Location labeling records

***

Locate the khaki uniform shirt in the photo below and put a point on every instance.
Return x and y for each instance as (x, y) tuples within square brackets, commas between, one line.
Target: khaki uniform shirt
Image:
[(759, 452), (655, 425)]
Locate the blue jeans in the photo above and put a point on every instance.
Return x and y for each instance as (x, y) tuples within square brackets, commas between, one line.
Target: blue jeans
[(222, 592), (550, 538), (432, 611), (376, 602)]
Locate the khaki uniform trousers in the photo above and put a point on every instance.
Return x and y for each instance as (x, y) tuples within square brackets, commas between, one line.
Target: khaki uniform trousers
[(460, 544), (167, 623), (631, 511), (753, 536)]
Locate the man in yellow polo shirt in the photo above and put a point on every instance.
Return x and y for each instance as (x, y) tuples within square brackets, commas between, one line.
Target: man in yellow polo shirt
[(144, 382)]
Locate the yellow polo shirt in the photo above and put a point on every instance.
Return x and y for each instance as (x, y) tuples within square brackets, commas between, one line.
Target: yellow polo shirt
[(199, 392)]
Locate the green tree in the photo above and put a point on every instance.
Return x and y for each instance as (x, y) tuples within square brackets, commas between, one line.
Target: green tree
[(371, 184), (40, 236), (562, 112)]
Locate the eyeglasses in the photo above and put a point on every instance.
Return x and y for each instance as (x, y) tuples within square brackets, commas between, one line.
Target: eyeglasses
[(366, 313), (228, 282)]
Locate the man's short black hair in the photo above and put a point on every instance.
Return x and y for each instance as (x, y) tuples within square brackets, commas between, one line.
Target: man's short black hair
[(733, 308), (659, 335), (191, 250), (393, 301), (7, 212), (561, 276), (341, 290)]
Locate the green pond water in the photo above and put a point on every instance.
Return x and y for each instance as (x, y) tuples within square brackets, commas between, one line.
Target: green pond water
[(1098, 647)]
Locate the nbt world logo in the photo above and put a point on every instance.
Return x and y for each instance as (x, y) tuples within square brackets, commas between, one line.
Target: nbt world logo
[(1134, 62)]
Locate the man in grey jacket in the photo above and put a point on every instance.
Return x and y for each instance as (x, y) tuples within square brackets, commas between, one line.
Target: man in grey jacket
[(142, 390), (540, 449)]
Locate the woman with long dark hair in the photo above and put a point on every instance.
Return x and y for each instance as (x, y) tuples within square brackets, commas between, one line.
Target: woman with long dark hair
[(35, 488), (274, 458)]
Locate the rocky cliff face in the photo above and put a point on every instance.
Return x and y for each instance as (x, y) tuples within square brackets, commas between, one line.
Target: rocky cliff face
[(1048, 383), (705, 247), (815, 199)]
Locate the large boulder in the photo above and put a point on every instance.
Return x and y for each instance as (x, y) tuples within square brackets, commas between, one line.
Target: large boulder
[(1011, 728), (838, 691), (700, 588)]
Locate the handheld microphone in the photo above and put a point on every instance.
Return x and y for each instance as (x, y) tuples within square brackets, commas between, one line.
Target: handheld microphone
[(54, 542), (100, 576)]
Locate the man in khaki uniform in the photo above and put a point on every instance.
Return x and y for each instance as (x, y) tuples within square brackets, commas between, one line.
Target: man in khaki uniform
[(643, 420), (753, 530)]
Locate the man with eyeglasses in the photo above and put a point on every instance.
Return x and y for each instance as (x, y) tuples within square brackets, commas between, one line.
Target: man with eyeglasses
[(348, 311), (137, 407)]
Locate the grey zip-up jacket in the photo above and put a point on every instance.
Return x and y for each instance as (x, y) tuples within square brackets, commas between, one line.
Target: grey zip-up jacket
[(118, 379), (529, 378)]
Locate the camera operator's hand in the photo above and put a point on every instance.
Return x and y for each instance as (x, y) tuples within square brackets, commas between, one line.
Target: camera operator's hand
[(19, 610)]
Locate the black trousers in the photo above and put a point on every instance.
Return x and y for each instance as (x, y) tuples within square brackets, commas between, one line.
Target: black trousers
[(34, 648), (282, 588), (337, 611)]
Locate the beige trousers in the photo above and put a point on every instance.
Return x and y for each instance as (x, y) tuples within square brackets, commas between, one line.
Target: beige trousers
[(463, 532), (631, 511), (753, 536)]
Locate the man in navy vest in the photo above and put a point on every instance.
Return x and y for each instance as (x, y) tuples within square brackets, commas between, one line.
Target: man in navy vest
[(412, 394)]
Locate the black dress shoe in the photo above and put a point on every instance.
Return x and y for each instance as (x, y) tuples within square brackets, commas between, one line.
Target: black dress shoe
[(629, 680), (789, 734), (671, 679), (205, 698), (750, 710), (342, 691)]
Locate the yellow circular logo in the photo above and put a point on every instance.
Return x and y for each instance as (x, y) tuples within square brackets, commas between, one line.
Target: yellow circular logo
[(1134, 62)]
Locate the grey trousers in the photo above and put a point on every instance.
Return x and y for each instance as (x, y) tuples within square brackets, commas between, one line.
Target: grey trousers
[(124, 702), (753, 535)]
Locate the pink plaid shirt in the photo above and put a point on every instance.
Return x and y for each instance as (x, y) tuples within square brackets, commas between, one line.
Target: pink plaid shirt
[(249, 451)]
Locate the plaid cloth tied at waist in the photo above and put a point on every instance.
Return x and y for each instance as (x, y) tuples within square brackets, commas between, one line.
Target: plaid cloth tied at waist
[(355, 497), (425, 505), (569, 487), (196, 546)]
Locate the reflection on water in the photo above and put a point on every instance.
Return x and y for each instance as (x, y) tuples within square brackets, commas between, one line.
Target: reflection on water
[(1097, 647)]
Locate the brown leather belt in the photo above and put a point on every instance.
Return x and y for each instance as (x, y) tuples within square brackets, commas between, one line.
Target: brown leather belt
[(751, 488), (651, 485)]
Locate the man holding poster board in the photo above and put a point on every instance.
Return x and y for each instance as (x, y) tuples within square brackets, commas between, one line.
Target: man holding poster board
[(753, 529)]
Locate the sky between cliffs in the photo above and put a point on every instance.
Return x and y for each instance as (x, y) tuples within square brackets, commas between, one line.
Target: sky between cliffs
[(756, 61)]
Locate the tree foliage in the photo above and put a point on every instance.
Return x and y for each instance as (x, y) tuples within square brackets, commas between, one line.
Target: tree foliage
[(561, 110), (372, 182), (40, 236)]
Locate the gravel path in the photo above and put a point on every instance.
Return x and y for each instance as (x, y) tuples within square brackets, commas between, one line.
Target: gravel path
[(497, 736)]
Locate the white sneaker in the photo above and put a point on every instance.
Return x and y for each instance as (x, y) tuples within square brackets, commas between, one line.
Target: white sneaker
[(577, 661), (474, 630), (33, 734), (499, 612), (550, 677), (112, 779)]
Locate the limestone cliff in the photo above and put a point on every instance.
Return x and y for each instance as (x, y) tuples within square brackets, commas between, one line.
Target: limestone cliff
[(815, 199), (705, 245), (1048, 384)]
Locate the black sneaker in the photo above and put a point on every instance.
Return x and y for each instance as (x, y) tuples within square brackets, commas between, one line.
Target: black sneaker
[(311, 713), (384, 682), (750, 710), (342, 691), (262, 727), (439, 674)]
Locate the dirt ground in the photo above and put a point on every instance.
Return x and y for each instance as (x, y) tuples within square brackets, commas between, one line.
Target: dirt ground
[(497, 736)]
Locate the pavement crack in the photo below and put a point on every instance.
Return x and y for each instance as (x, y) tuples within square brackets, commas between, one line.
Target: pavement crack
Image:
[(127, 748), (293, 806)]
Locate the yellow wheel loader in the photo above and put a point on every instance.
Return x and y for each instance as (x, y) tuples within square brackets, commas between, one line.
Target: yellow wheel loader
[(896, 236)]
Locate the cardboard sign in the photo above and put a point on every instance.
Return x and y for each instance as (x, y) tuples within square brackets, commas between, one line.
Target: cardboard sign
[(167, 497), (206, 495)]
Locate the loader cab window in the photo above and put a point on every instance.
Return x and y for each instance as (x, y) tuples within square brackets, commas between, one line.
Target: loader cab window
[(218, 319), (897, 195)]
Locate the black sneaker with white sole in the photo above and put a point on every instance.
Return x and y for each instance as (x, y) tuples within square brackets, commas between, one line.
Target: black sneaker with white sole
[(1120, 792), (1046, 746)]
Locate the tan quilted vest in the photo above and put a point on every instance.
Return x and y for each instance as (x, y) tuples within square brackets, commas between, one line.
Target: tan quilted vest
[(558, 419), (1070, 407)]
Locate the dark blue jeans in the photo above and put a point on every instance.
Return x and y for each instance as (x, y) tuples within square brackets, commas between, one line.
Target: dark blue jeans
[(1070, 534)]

***

**REQUIREMENT**
The line containing "Locate the pavement" and every line after it, through the end of the records, should be repeated exactly and alone.

**TASK SOLUTION**
Locate the pavement crack in the photo below and put a point on every instance.
Return x and y for each instance as (x, y) tuples within square brackets, commas between, one line.
Target: pavement crack
Image:
[(127, 748), (293, 806)]
Locate the yellow wheel loader in the photo above and put a point on every instance.
Return x and y for each instance as (x, y) tuples within square brackets, commas between, one line.
Target: yellow wheel loader
[(896, 236)]
Locate the cardboard sign in the photo above and put a point on every instance.
Return x and y for each instance as (x, y) tuples within square brackets, commas between, one line.
Target: cardboard sign
[(167, 497), (206, 495)]
Locate the loader cab window in the photo above and put a point on every instance.
Return x and y for each instance as (x, y) tuples within square brackets, commas between, one line.
Target: loader cab window
[(218, 319), (897, 195)]
Locate the black sneaker with white sole in the photo above and put a point on every instance.
Return x and y for each instance as (x, y) tuples within square brackets, commas between, one line.
Target: black sneaker with white sole
[(1120, 792), (1046, 746)]
Locate the tan quilted vest in the photo above and put a point on every instance.
Return x and y for each instance as (x, y) tuples within square brackets, commas between, one line.
Target: tan quilted vest
[(558, 419), (1070, 407)]
Locate the dark blue jeans in the photo above and put a point on every instance.
Return x and y for each instance as (x, y) tuples within square brackets, commas between, one line.
Target: dark blue jeans
[(1070, 534)]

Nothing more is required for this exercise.